• Exercise input:
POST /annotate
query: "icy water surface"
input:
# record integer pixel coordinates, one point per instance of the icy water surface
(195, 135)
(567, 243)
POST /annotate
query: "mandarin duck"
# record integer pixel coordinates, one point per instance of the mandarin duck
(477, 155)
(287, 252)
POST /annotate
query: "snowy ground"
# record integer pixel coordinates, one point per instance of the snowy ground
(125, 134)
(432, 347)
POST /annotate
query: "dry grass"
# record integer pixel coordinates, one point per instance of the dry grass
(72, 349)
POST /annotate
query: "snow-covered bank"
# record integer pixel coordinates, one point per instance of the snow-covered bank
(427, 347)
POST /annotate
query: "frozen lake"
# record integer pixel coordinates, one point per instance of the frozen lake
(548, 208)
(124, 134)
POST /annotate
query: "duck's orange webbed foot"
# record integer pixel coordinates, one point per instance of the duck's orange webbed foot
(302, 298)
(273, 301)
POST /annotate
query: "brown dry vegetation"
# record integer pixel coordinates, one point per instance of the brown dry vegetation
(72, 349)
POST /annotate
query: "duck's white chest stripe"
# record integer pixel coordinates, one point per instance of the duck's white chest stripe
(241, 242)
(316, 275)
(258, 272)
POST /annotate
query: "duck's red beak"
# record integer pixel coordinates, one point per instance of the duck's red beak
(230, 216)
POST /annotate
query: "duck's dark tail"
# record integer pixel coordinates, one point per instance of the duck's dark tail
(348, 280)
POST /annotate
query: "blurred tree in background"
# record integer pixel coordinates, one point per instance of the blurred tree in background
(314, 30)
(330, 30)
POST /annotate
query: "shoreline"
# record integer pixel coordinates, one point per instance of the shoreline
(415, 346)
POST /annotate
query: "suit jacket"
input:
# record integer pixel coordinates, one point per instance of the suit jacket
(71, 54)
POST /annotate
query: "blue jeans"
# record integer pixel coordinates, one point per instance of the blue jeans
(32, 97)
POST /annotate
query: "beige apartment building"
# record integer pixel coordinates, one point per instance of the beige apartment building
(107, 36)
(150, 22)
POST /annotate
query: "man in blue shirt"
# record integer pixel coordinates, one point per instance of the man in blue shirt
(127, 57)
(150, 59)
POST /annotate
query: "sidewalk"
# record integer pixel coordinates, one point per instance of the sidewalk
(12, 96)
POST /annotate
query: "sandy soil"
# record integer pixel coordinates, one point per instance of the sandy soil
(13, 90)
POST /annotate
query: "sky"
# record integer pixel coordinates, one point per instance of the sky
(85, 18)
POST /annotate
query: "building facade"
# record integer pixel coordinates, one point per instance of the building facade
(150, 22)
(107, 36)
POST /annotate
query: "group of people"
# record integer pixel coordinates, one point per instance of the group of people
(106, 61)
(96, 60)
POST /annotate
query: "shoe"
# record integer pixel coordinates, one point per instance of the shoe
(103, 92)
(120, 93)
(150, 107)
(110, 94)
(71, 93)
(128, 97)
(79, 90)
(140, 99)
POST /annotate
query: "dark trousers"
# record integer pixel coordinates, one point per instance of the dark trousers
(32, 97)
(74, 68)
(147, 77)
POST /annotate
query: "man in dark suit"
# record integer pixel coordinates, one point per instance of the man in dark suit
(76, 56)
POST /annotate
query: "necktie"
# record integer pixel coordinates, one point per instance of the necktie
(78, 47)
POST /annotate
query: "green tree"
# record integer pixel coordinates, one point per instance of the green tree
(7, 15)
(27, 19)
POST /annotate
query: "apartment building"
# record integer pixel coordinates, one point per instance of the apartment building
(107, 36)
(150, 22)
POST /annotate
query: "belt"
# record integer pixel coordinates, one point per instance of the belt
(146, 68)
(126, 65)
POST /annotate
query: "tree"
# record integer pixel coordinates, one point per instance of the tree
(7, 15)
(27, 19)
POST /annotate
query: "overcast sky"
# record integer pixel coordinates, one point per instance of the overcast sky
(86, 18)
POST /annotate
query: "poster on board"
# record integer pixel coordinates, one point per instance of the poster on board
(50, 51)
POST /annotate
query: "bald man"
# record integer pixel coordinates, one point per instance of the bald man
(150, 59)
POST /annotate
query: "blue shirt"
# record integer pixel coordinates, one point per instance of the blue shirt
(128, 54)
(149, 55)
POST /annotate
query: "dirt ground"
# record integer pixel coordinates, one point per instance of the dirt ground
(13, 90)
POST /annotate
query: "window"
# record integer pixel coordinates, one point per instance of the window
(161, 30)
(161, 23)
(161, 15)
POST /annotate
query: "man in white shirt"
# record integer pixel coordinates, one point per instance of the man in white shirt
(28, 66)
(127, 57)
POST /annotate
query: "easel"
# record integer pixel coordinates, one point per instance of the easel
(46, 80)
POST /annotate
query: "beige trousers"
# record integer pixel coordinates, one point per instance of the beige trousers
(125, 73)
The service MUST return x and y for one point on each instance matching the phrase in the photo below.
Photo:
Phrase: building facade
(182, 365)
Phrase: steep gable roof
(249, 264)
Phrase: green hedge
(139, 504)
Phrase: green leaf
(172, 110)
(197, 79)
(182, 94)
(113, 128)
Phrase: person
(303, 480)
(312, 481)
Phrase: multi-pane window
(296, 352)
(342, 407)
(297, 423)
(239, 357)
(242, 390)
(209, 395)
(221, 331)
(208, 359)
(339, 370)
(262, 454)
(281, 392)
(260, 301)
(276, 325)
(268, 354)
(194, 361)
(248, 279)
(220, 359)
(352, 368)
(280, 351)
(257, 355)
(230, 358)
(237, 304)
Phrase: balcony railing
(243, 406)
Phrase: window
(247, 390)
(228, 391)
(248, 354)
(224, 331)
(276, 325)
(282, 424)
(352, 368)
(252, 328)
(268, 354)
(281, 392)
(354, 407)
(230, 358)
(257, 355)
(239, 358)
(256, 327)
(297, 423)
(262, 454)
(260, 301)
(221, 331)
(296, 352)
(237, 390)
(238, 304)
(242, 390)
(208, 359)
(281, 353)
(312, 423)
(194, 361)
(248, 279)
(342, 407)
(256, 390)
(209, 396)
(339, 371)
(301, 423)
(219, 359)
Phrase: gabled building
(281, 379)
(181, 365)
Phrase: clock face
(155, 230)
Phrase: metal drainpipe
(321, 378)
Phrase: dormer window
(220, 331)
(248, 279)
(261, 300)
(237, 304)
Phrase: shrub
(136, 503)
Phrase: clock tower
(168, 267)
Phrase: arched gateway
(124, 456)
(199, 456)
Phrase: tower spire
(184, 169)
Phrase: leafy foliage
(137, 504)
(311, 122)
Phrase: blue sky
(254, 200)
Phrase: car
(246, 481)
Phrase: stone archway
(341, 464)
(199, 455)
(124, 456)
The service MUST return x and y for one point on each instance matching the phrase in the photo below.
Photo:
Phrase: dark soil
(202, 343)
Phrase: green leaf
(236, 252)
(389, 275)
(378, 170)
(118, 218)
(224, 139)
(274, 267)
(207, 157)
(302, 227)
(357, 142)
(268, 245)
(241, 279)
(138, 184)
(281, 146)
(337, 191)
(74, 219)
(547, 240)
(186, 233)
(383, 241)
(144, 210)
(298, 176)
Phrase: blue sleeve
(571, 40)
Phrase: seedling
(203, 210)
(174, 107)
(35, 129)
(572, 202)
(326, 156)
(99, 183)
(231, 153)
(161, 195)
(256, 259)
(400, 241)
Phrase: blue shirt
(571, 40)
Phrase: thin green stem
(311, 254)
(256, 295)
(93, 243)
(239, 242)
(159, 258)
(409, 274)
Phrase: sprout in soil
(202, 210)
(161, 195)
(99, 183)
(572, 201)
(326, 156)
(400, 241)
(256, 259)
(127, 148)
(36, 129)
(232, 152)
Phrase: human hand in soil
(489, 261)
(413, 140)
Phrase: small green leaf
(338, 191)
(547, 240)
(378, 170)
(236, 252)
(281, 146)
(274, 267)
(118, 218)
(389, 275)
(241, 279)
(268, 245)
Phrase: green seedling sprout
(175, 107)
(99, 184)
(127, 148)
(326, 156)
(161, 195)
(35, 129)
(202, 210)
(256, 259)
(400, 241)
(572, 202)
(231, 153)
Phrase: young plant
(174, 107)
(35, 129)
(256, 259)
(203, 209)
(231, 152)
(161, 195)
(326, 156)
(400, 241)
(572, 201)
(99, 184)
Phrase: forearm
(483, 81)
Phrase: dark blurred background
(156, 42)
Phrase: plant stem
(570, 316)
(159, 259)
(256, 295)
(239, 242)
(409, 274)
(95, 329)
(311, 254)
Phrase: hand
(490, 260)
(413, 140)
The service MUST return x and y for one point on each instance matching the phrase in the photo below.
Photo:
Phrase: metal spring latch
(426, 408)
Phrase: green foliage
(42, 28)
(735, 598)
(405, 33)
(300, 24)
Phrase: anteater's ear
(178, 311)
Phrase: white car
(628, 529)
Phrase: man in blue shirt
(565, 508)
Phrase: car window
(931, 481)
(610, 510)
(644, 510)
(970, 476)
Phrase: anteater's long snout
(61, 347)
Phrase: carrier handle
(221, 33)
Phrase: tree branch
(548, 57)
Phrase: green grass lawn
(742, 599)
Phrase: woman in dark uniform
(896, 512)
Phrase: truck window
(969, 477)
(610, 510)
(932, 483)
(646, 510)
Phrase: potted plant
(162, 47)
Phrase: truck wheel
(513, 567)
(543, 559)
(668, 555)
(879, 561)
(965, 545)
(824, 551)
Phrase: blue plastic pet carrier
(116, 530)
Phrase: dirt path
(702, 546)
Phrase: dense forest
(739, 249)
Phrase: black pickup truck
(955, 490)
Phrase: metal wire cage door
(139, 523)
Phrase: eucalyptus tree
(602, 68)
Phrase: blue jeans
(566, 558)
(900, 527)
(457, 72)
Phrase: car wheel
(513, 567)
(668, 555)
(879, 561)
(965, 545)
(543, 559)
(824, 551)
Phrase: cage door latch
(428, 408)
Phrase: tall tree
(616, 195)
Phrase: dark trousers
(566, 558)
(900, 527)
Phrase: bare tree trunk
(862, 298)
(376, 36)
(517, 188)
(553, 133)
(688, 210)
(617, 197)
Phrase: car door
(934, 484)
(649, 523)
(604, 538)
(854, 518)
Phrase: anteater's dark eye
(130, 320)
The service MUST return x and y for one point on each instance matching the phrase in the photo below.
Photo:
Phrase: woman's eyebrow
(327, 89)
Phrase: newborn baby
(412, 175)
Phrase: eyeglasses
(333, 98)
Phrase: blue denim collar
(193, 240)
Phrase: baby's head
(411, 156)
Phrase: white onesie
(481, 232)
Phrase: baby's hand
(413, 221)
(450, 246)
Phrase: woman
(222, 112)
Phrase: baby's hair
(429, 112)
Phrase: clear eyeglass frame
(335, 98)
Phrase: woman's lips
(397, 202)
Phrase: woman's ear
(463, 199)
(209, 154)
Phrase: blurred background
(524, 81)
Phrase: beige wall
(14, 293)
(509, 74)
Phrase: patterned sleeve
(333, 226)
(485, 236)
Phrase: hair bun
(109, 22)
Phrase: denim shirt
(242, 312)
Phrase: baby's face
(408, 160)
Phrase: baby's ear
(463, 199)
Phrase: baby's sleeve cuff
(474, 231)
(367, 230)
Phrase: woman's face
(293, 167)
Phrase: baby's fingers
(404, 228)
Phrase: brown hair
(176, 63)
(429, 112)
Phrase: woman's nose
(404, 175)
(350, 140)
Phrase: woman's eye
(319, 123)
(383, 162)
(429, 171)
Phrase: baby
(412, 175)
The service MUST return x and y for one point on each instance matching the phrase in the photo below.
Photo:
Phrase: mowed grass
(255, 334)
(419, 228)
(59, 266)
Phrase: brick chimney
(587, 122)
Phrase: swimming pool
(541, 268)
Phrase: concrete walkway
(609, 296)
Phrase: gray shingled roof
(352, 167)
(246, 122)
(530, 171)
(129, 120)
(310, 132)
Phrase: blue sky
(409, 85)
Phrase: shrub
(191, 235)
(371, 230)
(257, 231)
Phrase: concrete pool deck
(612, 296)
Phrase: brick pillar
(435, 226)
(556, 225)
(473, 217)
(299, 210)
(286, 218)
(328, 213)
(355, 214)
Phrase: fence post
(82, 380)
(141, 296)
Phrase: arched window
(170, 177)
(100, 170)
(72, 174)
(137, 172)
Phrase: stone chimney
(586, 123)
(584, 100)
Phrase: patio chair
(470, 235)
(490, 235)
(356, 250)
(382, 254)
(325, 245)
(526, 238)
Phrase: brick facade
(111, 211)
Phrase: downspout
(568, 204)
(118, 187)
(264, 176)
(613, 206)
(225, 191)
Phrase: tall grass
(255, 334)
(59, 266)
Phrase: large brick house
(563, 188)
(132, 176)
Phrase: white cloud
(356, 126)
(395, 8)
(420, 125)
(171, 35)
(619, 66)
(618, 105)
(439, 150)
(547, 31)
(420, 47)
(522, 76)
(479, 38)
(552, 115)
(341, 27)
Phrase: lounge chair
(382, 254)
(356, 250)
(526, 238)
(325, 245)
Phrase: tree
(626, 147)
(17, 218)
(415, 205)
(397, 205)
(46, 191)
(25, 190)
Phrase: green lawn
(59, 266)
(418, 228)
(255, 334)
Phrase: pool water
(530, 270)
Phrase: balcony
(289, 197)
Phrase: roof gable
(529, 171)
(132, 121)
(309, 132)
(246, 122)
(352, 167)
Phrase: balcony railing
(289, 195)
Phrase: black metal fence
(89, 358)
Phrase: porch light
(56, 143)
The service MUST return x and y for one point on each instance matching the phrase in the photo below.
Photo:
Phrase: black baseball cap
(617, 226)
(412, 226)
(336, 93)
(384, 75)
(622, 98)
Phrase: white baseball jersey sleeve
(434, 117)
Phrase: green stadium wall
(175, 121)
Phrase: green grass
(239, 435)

• Work required: Quote exactly and only the lines from the one holding "Phrase: white baseball jersey sleeve" through the end of the data.

• Solution for this exercise:
Phrase: white baseball jersey sleeve
(434, 117)
Phrase: green stadium wall
(175, 121)
Phrase: green grass
(239, 435)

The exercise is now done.